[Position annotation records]
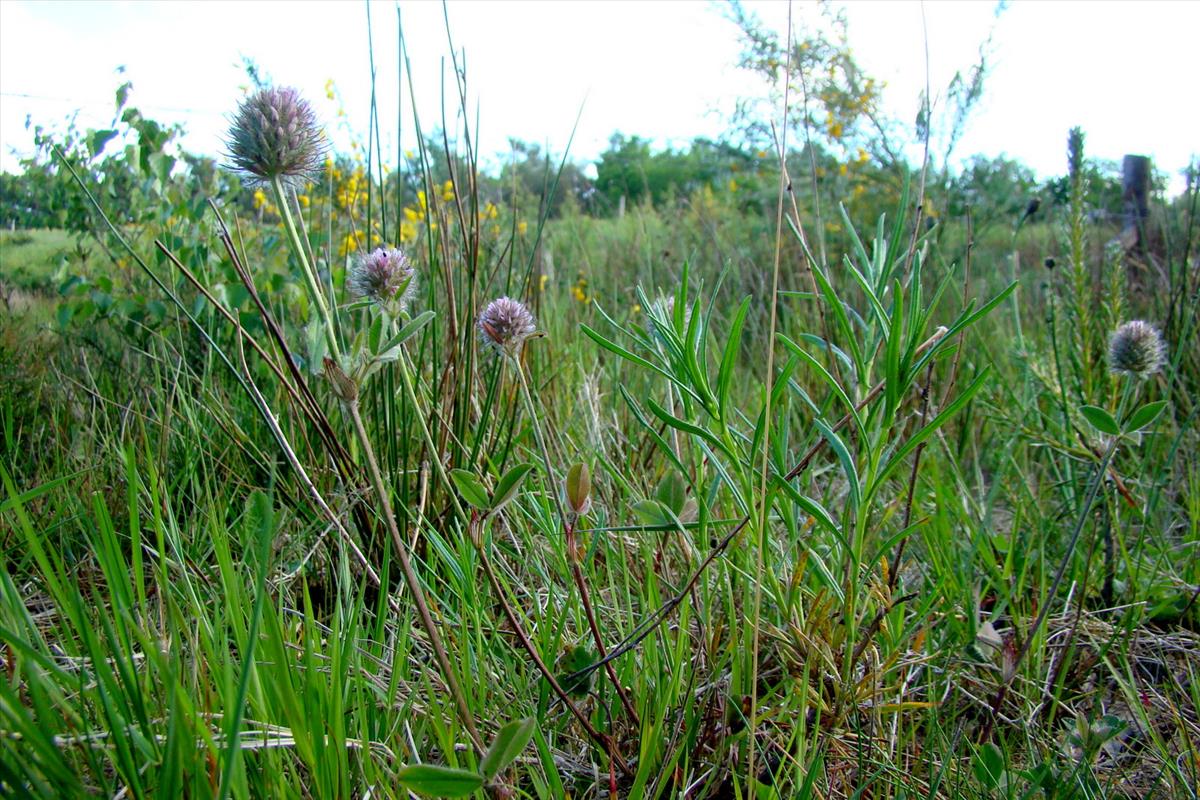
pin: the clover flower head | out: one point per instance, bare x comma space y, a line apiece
384, 276
1137, 349
504, 325
275, 134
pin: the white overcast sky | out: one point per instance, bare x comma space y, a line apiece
666, 71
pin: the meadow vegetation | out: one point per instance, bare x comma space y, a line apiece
789, 469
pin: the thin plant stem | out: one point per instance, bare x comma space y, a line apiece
527, 644
414, 584
1092, 489
318, 295
406, 377
571, 557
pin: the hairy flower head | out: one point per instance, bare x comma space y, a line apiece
1137, 349
383, 275
275, 136
504, 325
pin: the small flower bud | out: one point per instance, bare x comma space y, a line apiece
275, 136
505, 325
1137, 349
579, 488
383, 276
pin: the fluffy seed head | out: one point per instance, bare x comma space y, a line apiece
1137, 349
504, 325
275, 134
383, 275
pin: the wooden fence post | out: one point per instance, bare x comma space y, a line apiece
1135, 193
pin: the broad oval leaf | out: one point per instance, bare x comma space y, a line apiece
1099, 419
507, 487
1144, 415
471, 489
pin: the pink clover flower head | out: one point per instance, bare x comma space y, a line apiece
384, 275
1137, 349
275, 134
504, 325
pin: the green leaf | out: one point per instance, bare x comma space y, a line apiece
652, 512
507, 746
687, 427
507, 487
1099, 419
672, 492
1144, 416
471, 489
390, 352
97, 139
989, 765
439, 781
729, 359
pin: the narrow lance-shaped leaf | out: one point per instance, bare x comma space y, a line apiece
509, 741
439, 781
471, 489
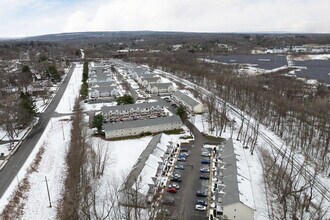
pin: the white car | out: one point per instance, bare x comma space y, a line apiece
200, 207
174, 185
206, 154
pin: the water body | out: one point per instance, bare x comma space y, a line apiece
315, 69
262, 61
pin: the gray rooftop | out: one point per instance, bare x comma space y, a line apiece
105, 88
150, 77
162, 85
139, 165
185, 98
106, 109
141, 123
140, 71
230, 174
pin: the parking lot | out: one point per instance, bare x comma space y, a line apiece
190, 175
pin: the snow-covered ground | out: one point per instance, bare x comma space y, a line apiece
55, 139
249, 170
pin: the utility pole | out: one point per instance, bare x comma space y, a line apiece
62, 130
50, 202
17, 175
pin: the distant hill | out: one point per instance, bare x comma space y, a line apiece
76, 36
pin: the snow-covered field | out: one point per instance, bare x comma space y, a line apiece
55, 139
249, 170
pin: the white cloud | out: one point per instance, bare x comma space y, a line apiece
207, 15
180, 15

▶ _Stated task_:
Your task is to repeat exactly the lines from the one containing "pin: the broad" through the end of the material, both included, and only those, without pictures.

▶ _Exercise response_:
pin: the broad oval leaf | out: one point per instance, bare x comma space y, a line apiece
1099, 419
507, 487
1144, 415
471, 489
pin: the pink clover flower head | out: one point per instance, bare x comma space y, a line apiece
384, 275
1137, 349
275, 134
504, 325
pin: the green leaf | out: one point per instance, bare x comma space y, a line apiece
652, 512
507, 746
687, 427
507, 487
1099, 419
672, 492
1144, 416
471, 489
390, 352
97, 139
989, 765
439, 781
729, 359
pin: the narrow lance-shaped leaf | out: one point per instance, bare x comma space y, a line apiece
509, 741
439, 781
471, 489
pin: the white car | out: one point per instance, bare x comma space y, a line apiece
200, 207
174, 185
206, 154
pin: the water body | out: one point per instance, bare x comma space y, a line apiece
315, 69
262, 61
pin: the gray rooftop | out: one point per instance, bare x comma space y, a line apiece
105, 88
150, 77
162, 85
139, 165
185, 98
106, 109
141, 123
140, 71
230, 174
pin: the parking lot | out: one point per instance, bare x comma space y, a line apiece
190, 175
pin: the snow-covered ground | out: one point per instance, bare x comma space y, a line apiece
55, 139
249, 170
pin: the utility pole | out: one point per instance, bare x comma space y, a line apiece
62, 130
50, 202
17, 175
pin: the distant hill | out: one point per instance, bare x comma space y, a line apiece
76, 36
pin: the snow-covered field | out: one point per instance, bare x comma space y, a line apiece
55, 139
249, 170
pin: the white cloud | out: one point per instance, bare x comma space y, a line apiece
207, 15
180, 15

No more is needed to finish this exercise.